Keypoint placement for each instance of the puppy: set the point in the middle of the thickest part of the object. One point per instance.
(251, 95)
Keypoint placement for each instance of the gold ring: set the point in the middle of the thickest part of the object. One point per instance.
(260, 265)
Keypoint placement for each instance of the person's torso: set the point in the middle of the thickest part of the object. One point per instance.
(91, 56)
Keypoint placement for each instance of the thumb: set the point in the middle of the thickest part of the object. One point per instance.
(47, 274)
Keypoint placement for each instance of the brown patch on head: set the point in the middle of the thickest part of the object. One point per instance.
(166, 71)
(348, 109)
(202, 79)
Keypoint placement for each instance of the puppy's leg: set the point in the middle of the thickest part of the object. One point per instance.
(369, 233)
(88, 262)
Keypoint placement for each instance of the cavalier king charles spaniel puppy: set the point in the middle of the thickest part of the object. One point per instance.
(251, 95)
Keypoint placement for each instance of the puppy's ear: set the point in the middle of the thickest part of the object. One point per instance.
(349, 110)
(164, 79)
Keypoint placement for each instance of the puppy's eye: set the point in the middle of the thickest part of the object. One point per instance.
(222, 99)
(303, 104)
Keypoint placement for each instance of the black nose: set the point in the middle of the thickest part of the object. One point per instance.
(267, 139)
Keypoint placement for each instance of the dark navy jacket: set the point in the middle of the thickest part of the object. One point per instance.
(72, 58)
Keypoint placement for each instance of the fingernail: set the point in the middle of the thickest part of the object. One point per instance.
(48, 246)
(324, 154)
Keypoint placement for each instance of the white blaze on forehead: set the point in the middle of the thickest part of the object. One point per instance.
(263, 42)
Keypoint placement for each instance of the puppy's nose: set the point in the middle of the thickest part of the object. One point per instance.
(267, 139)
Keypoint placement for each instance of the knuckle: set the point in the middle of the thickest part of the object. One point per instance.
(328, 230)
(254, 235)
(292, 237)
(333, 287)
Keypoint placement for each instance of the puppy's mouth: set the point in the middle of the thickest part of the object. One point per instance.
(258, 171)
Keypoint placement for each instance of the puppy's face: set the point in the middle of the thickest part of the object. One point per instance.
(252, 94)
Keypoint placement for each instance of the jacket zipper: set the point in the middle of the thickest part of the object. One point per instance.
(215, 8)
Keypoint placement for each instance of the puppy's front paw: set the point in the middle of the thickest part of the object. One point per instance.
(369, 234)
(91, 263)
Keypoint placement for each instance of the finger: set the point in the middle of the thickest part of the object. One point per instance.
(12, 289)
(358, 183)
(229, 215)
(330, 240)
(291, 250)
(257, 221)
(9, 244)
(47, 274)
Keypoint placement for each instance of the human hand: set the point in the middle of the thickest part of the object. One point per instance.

- - - - -

**EXERCISE DIRECTIONS:**
Repeat every record, keeping each word and mark exactly as it is.

**SOLUTION TO THIS TASK:**
Keypoint placement for each instance of the puppy: set the point in the middle of the thickest part of the object. One point per instance.
(251, 95)
Keypoint placement for each instance of the gold ring: set the point in the middle of the thickest part of the object. One point per instance.
(260, 265)
Keypoint placement for each instance of the person's torso: set the point in the middle of the thickest part of the object. One point per instance.
(91, 56)
Keypoint placement for each instance of the thumb: set the point in the middle of the thickest part of the object. One point per instance.
(47, 274)
Keypoint placement for each instance of the brown patch on head: set the point in the middle of the thickest part of the object. One point per instance.
(166, 71)
(348, 109)
(202, 79)
Keypoint placement for each instance of the puppy's leg: set the point in the middle of the thickest part of the object. One point per instance.
(369, 233)
(88, 262)
Keypoint placement for each instance of the cavalier king charles spaniel puppy: set the point in the middle of the thickest part of the object. One point per instance.
(251, 95)
Keypoint placement for each instance of the puppy's ear: set the point in the middle of the thickest part of the object. One point per instance.
(349, 110)
(164, 79)
Keypoint placement for each instance of the puppy's eye: set the point in the middle of the thickest part of the object. One point per instance.
(222, 99)
(303, 104)
Keypoint placement for each instance of the black nose: set the point in the middle of the thickest part of the object. One point per instance.
(267, 139)
Keypoint placement for each instance of the dark navy jacket: set the point in the middle of the thickest part of the object. One point per instance.
(72, 58)
Keypoint placement for each instance of the fingernail: set the point in the middle of the thickest part of the object. One point per instance.
(48, 246)
(324, 154)
Keypoint placement for each instance of the white blaze on forehead: set the point in the middle of the thickest part of the object. One point per instance.
(263, 42)
Keypoint placement for each instance of the puppy's nose: set the point in the middle of the thickest part of the object. One point per instance.
(267, 139)
Keypoint placement for each instance of the knuckle: set the point in the middle of the thickest part of the object. One point per instance.
(328, 230)
(254, 235)
(292, 237)
(333, 287)
Keypoint placement for each instance of the puppy's mouth: set the point in the middle of the thickest part of the object. One point per instance.
(258, 171)
Keypoint placement for each instance of the puppy's face: set the point in the middle of the thickest part of the object. One point per instance.
(252, 94)
Keypoint placement for each instance of the jacket zipper: set the point in the middle of the thickest part of the object. One point per instance.
(215, 8)
Keypoint placement for each instance of the puppy's front paw: set the point in the middle of the thickest part of the object. One point per instance.
(369, 234)
(91, 263)
Keypoint placement for each instance of the finger: set the point in the middle of the thickest part of the object. One point per instance.
(12, 289)
(358, 183)
(229, 215)
(330, 240)
(291, 250)
(257, 221)
(9, 244)
(47, 274)
Keypoint placement for each instance of the human hand: set the point in the middle of the thickest part of the object. One point per instance.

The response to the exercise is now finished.